→ Enunciado a: Según el fragmento sobre la financiación autonómica, ¿qué explica que Andalucía haya abandonado cualquier intento de aplicar políticas favorables al crecimiento económico? Contéstalo en una a tres oraciones.

→ Fragmento de origen:

* * * * *

La brecha entre ambas regiones resulta harto llamativa, sobre todo porque Andalucía (al igual que Extremadura) sale netamente beneficiada del sistema de financiación autonómico, mientras que Madrid (al igual que Cataluña) se halla extremadamente perjudicada por el mismo: así las cosas, Andalucía recibe cada año 6.150 millones de euros del resto de España (una media de 731 euros por ciudadano), mientras que Madrid aporta cada año 17.600 millones al resto de España (una media de 2.700 euros por ciudadano). La lluvia anual de miles de millones de euros en forma de transferencias interterritoriales no ha ayudado en nada al desarrollo andaluz: más bien da la sensación de que las élites políticas de la región —así como las redes clientelares que han creado a su alrededor durante casi cuatro décadas— se han acomodado a vivir de los ingresos extraídos al resto de españoles apelando a su condición de subdesarrollo relativo. Sólo así se explica el disparate de que la segunda región más pobre de España haya abandonado por entero cualquier intento de implementar políticas favorables al crecimiento económico: a saber, políticas basadas en la liberalización y en la moderación de la losa fiscal dirigidas a atraer y retener talento, financiación y buenos proyectos empresariales. Tejido productivo, en suma.

Hace apenas unos días, de hecho, el Consejo General de Economistas publicó su conocido informe Panorama de la fiscalidad autonómica y foral correspondiente al año 2017, y el contraste entre Madrid y Andalucía no puede resultar más revelador de dos enfoques contrapuestos acerca de cómo impulsar el desarrollo de sus sociedades: mientras que Madrid ha apostado por diferenciarse del resto de España bajando impuestos, Andalucía ha optado por distinguirse subiéndolos.

* * * * *

→ Material proporcionado:
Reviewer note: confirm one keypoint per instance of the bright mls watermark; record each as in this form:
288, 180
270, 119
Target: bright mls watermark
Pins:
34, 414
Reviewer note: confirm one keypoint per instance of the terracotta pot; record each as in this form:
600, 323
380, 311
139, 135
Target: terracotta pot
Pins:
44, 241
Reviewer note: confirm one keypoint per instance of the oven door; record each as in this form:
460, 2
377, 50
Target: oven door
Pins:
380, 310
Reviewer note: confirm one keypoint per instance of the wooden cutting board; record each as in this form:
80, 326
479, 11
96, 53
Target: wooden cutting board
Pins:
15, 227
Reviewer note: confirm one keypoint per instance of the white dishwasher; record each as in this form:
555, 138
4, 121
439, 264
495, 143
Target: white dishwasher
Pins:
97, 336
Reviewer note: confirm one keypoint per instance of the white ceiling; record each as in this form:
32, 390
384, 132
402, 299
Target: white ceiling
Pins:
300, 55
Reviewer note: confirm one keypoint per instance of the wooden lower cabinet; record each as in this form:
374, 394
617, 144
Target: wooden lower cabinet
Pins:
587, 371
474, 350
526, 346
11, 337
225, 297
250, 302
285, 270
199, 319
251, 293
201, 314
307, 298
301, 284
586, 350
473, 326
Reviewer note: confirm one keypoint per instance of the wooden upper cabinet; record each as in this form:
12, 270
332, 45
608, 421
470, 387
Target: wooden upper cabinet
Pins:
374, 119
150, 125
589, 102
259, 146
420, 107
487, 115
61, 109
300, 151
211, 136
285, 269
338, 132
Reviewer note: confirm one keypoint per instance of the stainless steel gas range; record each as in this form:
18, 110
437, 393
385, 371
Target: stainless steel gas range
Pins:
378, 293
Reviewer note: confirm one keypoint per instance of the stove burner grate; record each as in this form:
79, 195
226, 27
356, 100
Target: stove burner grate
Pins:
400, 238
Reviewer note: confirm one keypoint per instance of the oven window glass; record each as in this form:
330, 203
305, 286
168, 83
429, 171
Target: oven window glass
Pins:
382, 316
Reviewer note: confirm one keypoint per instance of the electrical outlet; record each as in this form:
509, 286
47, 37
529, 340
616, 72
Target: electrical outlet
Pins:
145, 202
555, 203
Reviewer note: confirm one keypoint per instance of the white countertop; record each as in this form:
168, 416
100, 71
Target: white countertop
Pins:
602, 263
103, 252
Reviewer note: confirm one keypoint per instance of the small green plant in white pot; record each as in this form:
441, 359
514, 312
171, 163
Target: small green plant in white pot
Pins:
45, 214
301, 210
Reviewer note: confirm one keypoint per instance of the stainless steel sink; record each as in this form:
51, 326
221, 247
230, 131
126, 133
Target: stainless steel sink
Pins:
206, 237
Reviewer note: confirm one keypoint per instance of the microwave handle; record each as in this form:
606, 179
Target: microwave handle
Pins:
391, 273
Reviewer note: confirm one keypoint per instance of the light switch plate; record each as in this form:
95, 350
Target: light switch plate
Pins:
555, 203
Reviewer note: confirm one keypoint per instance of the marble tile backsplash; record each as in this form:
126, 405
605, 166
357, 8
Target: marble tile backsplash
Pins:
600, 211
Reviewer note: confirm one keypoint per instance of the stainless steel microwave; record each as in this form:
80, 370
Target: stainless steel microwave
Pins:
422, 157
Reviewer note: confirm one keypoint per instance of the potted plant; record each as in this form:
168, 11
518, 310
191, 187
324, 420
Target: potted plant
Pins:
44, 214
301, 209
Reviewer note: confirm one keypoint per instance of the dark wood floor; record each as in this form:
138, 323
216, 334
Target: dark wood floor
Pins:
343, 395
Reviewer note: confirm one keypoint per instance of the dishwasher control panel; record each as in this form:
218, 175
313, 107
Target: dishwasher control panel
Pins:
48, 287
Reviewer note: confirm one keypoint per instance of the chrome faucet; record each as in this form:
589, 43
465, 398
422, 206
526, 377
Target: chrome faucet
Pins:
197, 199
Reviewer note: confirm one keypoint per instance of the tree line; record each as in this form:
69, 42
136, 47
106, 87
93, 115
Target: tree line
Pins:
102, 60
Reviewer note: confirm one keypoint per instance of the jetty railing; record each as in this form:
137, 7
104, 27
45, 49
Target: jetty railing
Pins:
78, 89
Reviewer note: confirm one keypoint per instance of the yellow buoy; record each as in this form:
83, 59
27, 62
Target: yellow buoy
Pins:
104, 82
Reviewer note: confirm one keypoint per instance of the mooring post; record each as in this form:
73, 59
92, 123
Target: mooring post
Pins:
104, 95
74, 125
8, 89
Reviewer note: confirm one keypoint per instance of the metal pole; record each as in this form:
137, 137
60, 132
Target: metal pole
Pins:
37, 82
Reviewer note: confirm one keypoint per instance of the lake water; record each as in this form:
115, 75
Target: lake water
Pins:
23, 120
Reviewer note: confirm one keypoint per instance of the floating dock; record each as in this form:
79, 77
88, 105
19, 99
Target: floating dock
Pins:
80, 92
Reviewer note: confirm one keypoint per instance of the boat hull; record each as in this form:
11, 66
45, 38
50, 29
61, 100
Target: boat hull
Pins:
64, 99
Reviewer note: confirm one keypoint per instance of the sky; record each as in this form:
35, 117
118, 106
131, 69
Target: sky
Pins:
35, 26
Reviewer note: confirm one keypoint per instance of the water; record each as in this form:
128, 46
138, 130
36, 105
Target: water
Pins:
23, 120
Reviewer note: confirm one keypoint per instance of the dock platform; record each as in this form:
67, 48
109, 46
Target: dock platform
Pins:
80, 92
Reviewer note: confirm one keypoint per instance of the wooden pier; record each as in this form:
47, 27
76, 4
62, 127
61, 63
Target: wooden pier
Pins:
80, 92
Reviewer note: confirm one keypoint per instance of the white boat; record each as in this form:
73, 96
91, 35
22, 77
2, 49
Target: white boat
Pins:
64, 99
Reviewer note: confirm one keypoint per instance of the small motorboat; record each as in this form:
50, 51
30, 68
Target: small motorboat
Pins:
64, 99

* * * * *

→ Enunciado b: Presenta como tabla Markdown, con las columnas «N.º» y «Texto», las líneas de los registros que van desde la que contiene "the small motorboat;" hasta el final de los registros, ambos extremos incluidos, sin las líneas en blanco.

→ Solución del ejercicio a: Según el fragmento, da la sensación de que las élites políticas andaluzas se han acomodado a vivir de los ingresos extraídos al resto de españoles, apelando a su condición de subdesarrollo relativo. Lo mismo ocurre con las redes clientelares que esas élites han creado a su alrededor durante casi cuatro décadas. Solo así se explica, dice el texto, que la región haya renunciado a esas políticas.

→ Solución del ejercicio b:
| N.º | Texto |
|---|---|
| 1 | Reviewer note: confirm one keypoint per instance of the small motorboat; record each as in this form: |
| 2 | 50, 51 |
| 3 | 30, 68 |
| 4 | Target: small motorboat |
| 5 | Pins: |
| 6 | 64, 99 |